What to do →
Would you give the data below back exactly as it reads?

[Data records — start]

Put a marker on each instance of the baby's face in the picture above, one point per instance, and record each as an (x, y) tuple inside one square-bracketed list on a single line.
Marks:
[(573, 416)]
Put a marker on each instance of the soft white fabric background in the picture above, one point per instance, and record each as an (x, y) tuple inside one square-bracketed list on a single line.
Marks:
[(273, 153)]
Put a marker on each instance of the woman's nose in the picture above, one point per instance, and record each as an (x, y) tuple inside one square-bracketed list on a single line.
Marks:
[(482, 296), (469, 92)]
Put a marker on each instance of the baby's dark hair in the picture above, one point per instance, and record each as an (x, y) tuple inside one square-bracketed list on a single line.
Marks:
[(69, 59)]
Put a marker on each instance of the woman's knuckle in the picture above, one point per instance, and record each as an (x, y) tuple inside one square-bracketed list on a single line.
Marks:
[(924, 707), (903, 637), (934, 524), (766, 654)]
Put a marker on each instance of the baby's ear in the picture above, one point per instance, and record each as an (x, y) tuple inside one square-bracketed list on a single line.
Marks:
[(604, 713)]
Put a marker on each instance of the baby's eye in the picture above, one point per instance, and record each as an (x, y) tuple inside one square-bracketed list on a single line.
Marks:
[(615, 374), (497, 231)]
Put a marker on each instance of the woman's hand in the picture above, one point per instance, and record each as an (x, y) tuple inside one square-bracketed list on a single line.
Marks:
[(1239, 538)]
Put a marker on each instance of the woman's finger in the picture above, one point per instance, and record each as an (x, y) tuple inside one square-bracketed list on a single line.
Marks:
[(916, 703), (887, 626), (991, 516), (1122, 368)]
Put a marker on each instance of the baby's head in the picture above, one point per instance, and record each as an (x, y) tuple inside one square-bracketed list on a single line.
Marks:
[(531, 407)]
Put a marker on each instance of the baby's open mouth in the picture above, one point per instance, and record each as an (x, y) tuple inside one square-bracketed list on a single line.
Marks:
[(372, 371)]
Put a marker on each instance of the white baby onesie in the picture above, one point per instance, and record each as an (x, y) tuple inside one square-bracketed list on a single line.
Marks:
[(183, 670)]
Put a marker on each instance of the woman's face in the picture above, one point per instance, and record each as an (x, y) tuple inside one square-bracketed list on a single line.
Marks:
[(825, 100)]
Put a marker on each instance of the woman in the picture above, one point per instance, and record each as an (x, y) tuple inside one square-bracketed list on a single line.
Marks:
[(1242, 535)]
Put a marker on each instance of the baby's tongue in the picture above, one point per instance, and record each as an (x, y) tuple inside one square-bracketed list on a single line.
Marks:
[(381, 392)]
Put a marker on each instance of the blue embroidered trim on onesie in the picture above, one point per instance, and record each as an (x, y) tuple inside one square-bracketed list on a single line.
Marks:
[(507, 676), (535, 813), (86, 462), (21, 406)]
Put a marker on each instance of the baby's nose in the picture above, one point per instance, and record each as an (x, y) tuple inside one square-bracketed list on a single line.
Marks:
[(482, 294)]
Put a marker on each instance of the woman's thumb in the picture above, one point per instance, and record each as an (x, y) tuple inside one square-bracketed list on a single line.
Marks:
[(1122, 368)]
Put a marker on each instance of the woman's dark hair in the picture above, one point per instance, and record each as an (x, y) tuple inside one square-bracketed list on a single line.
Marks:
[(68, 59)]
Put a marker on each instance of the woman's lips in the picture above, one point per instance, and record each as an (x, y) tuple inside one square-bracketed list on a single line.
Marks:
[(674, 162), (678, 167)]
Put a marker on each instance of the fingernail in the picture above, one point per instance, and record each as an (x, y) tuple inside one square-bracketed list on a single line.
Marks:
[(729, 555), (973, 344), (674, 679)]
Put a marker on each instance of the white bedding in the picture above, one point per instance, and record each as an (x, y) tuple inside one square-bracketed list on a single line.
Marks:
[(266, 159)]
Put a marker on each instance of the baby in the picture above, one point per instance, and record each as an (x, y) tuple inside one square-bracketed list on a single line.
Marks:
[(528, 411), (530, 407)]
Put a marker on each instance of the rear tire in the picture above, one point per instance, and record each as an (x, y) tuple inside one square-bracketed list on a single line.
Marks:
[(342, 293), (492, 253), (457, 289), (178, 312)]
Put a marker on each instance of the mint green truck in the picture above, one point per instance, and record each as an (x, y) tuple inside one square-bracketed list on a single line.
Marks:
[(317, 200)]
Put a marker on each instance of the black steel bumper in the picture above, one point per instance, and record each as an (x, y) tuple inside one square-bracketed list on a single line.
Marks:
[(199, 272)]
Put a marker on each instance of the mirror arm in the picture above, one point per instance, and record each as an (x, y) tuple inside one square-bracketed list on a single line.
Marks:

[Data records — finish]

Answer box →
Put a marker on each instance of the baby's face in the picture above, one point per instance, and record each as an (x, y) tuple inside one square-bracketed list on a single line.
Marks:
[(573, 416)]
Put a marker on each instance of the soft white fabric background in the picture above, one point per instance, and record each as an (x, y) tuple inside one square-bracketed list on a single line.
Marks:
[(273, 153)]
Put a marker on each instance of the woman's nose in the picture above, one point per instance, and record each as an (x, y) tuple inside one square-bracketed list on a single line.
Marks:
[(482, 296), (469, 92)]
Put a marker on each instance of the baby's dark hair in the picture above, one point per instance, and record each as an (x, y) tuple inside one square-bracketed list on a single line.
Marks:
[(69, 59)]
Put a marker on each instance of the woman's knuckle in the picture above, one point per instance, and record each as an (x, y) tuple inside one square-bracketed list on a single line.
Marks:
[(924, 707), (903, 637), (934, 524), (766, 654)]
Put a marker on each instance of the baby's ear in the picture above, one point per instance, and record each as an (x, y) tuple inside one square-bracketed list on a single line.
Marks:
[(604, 713)]
Put a marker on each instance of the baby's eye in the picture above, one point per instance, and record each as an (x, y) tuple inside one square-bracketed list on a single line.
Marks:
[(615, 374), (497, 231)]
Put a marker on each instance of the woman's hand in the picture above, one point per instance, and record each as an (x, y) tuple inside one square-bracketed list on a single line.
Marks:
[(1239, 538)]
Put a marker on each instance of the woman's finger in the picture above, one point per instance, and record each as an (x, y) tuple inside one square-bracketed list on a single line.
Marks:
[(916, 703), (887, 626), (991, 516), (1122, 368)]
Put a marker on each instance of the baby's head in the picture above, one point per instance, and record each as an (x, y) tuple inside one square-bracketed list on a single line.
Marks:
[(531, 407)]
Put a marker on each instance of the baby's open mouth in the picture above, one point per instance, and record each as an (x, y) tuple inside one square-bracketed list on a single line.
Marks:
[(372, 371)]
Put a marker on each instance of the white baby onesie in the picture above, one point per instance, and record each as an (x, y) tuple inside one square-bracketed list on a single line.
Marks:
[(183, 670)]
Put a marker on each instance of the woman's face in the picture above, one point per instance, and record each as an (x, y) tuple inside one square-bracketed list on a single line.
Marks:
[(825, 100)]
Put a marker on each instance of the woman in the picture above, one point per instance, and record each as an (x, y) tuple inside one square-bracketed list on a single line.
Marks:
[(1242, 535)]
Put a marker on each instance of the baby's tongue in the picture above, one point per instance, and record each as an (x, y) tuple inside one square-bracketed list on a single line.
Marks:
[(381, 392)]
Put a marker on each instance of the blue embroidered trim on onesie in the picture above, one point per instance, and record each as an (x, y) tuple inside one square-bracketed list on a single line.
Marks:
[(507, 676), (535, 813), (86, 462), (21, 406)]
Put a marker on each instance of the baby's nose in the picture above, one point per instance, and record each as an (x, y) tuple inside one square-bracketed list on a single line.
Marks:
[(482, 294)]
Put a marker on each instance of the woman's thumb in the picture above, one point per instance, and record each as an (x, y) tuple inside one square-bracketed list on a single line.
Marks:
[(1122, 368)]
Put a marker on each instance of the woman's dark hair in the picture above, one point per instance, and record each as an (x, y) tuple inside one square-bracketed list on a single line.
Marks:
[(68, 59)]
Put a marker on each instance of the woman's lips in the picture above, one point per instance, and record each as an (x, y) tuple inside one square-bracketed list on a single line.
Marks:
[(674, 162), (678, 167)]
Put a marker on each instance of the fingernail in the picture above, one point per instance, and record each as an (x, y) tuple inside one square-bracketed list on a single line.
Marks:
[(729, 555), (973, 344), (674, 679)]
Put a marker on each instance of the white bedding in the picture above, one point per instance, and record each as an (x, y) tuple inside one square-bracketed list on a single line.
Marks:
[(266, 159)]
Put a marker on each instance of the baby in the picture above, one point per instance, and record each as an (x, y) tuple inside one square-bracketed list on a single line.
Marks:
[(528, 411), (530, 407)]
Put a marker on each instance of the rear tire in the picture above, one point per instance, and record each as an (x, y) tuple inside one square-bracketed list on a single line.
Marks:
[(342, 293), (492, 253), (457, 289), (178, 312)]
Put a marker on each instance of the mint green truck in the picture above, one point per instance, and record each as an (x, y) tuple inside one square-bracketed list on a single line.
Marks:
[(317, 200)]
Put a marker on each instance of the black steel bumper in the picture above, one point per instance, and record each as an (x, y) tuple inside one square-bracketed list on a single line.
Marks:
[(199, 272)]
Put a marker on each instance of the mirror arm in the picture above, one point per instance, and record each as an (x, y) tuple inside one square-bracketed list on a single line.
Marks:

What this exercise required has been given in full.